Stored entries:
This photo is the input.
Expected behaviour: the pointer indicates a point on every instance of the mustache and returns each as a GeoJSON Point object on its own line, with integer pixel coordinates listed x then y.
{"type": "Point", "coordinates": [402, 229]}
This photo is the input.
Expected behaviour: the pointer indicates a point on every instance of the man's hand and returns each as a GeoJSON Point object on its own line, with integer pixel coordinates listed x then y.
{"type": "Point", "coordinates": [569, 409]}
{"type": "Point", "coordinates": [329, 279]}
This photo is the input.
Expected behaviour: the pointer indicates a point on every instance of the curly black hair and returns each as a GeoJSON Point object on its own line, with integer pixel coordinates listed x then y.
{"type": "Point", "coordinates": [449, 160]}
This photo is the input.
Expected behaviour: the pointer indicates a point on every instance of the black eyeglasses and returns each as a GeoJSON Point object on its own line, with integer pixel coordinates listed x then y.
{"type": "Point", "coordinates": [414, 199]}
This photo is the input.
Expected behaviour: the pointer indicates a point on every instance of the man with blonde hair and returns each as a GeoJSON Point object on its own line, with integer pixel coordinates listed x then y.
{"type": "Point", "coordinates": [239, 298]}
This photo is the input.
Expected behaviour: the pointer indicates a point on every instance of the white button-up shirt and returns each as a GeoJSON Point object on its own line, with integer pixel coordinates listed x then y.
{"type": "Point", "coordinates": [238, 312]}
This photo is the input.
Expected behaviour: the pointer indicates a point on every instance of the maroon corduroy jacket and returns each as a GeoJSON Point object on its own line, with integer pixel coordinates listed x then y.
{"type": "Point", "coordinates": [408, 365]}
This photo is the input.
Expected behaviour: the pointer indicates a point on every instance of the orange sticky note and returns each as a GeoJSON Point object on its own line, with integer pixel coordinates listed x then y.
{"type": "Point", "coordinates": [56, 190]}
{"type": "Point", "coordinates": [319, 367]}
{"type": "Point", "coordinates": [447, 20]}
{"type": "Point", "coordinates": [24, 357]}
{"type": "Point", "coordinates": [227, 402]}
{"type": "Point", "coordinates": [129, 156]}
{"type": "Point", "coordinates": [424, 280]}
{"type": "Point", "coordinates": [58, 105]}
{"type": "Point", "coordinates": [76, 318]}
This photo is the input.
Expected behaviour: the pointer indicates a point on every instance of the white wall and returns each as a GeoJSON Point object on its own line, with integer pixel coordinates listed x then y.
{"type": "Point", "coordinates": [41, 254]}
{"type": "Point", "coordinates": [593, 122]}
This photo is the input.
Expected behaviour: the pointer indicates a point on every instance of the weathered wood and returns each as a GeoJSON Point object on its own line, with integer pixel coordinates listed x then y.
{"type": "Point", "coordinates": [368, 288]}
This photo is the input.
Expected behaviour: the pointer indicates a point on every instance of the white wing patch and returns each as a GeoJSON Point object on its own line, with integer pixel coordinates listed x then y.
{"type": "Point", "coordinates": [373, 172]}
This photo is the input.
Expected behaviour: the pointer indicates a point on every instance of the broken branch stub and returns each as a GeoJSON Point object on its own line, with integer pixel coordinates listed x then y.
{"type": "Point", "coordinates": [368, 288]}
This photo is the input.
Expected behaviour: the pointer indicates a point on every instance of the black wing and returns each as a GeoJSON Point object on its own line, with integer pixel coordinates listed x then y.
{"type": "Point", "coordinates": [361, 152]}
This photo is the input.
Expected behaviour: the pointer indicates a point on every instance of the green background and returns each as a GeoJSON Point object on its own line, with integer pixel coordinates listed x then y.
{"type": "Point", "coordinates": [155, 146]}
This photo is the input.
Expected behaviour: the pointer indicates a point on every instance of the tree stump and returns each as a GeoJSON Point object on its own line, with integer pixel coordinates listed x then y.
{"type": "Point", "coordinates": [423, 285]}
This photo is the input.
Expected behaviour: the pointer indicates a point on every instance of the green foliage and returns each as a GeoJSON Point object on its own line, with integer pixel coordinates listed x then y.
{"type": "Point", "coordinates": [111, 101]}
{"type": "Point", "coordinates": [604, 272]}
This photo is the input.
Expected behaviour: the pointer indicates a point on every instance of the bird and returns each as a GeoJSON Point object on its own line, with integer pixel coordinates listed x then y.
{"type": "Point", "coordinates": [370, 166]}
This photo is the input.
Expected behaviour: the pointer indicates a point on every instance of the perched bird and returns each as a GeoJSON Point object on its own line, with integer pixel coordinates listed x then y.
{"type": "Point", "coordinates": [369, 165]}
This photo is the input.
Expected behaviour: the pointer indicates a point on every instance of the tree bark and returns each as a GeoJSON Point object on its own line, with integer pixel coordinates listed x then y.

» Aim of the exercise: A verbatim repeat of all the entries above is the required answer.

» Written answer:
This photo is the input.
Expected behaviour: the pointer indicates a point on every instance of the mustache and returns each as a GeoJSON Point object on its own line, with integer pixel coordinates listed x then y.
{"type": "Point", "coordinates": [402, 229]}
This photo is the input.
Expected behaviour: the pointer indicates a point on every instance of the man's hand and returns each as a GeoJSON Point object on its own line, with integer pixel coordinates listed x then y.
{"type": "Point", "coordinates": [569, 409]}
{"type": "Point", "coordinates": [329, 279]}
This photo is the input.
Expected behaviour: the pointer indicates a point on every instance of the curly black hair and returns each as a GeoJSON Point object on its own line, with integer pixel coordinates listed x then y.
{"type": "Point", "coordinates": [449, 160]}
This photo is the input.
Expected behaviour: the pointer indicates a point on every instance of the black eyeglasses and returns each as a GeoJSON Point object on its own line, with integer pixel coordinates listed x then y.
{"type": "Point", "coordinates": [414, 199]}
This photo is the input.
Expected behaviour: the pointer indicates a point on every instance of the man with blonde hair and returns each as a GeoJSON Point object on its own line, with integer pixel coordinates listed x then y.
{"type": "Point", "coordinates": [239, 298]}
This photo is the input.
Expected behaviour: the pointer indicates a point on every instance of the white button-up shirt and returns each as a GeoJSON Point object on its own line, with integer pixel coordinates listed x then y.
{"type": "Point", "coordinates": [238, 312]}
This photo is the input.
Expected behaviour: the pointer indicates a point on every instance of the maroon corduroy jacket and returns each as a GeoJSON Point object on its own line, with integer pixel coordinates listed x then y.
{"type": "Point", "coordinates": [408, 365]}
This photo is the input.
Expected behaviour: the pointer indicates a point on every instance of the orange sticky note and returns each as a GeoJSON Point object on its own line, with integer pixel coordinates listed x then y.
{"type": "Point", "coordinates": [56, 190]}
{"type": "Point", "coordinates": [319, 367]}
{"type": "Point", "coordinates": [447, 20]}
{"type": "Point", "coordinates": [24, 357]}
{"type": "Point", "coordinates": [227, 402]}
{"type": "Point", "coordinates": [129, 156]}
{"type": "Point", "coordinates": [424, 280]}
{"type": "Point", "coordinates": [58, 105]}
{"type": "Point", "coordinates": [76, 318]}
This photo is the input.
Expected behaviour: the pointer indicates a point on every instance of the white wall and returns each as a GeoJSON Point object on its own line, with integer pixel coordinates listed x then y.
{"type": "Point", "coordinates": [41, 254]}
{"type": "Point", "coordinates": [593, 122]}
This photo is the input.
Expected behaviour: the pointer indicates a point on every instance of the weathered wood and returns each as a GeoJSON Point object on its own line, with integer pixel coordinates listed x then y.
{"type": "Point", "coordinates": [368, 288]}
This photo is the input.
Expected behaviour: the pointer indicates a point on every instance of the white wing patch and returns each as a GeoJSON Point object on its own line, with integer pixel coordinates listed x then y.
{"type": "Point", "coordinates": [373, 172]}
This photo is the input.
Expected behaviour: the pointer indicates a point on every instance of the broken branch stub and returns each as a GeoJSON Point object on its own line, with integer pixel coordinates listed x then y.
{"type": "Point", "coordinates": [368, 288]}
This photo is the input.
Expected behaviour: the pointer indicates a point on every instance of the black wing and returns each as a GeoJSON Point object on its own line, with integer pixel coordinates listed x then y.
{"type": "Point", "coordinates": [361, 152]}
This photo is the input.
Expected behaviour: the pointer indicates a point on every instance of the green background and returns each as a GeoJSON Point object on its own line, with integer pixel coordinates listed x then y.
{"type": "Point", "coordinates": [155, 146]}
This photo is the input.
Expected behaviour: the pointer indicates a point on every instance of the tree stump and returns each as a GeoJSON Point object on its own line, with integer pixel coordinates listed x then y.
{"type": "Point", "coordinates": [423, 285]}
This photo is the input.
Expected behaviour: the pointer indicates a point on every instance of the green foliage and returns each as a GeoJSON Point object on its own line, with integer pixel coordinates listed x then y.
{"type": "Point", "coordinates": [111, 101]}
{"type": "Point", "coordinates": [604, 272]}
This photo is the input.
Expected behaviour: the pointer indicates a point on every instance of the bird and returns each as a GeoJSON Point object on its own line, with integer pixel coordinates listed x then y.
{"type": "Point", "coordinates": [370, 166]}
This photo is the input.
Expected behaviour: the pointer indicates a point on every instance of the perched bird and returns each as a GeoJSON Point object on its own line, with integer pixel coordinates listed x then y.
{"type": "Point", "coordinates": [369, 165]}
This photo is the input.
Expected behaviour: the pointer indicates a point on every instance of the tree bark and returns each as a GeoJSON Point object on its own line, with integer pixel coordinates listed x then y.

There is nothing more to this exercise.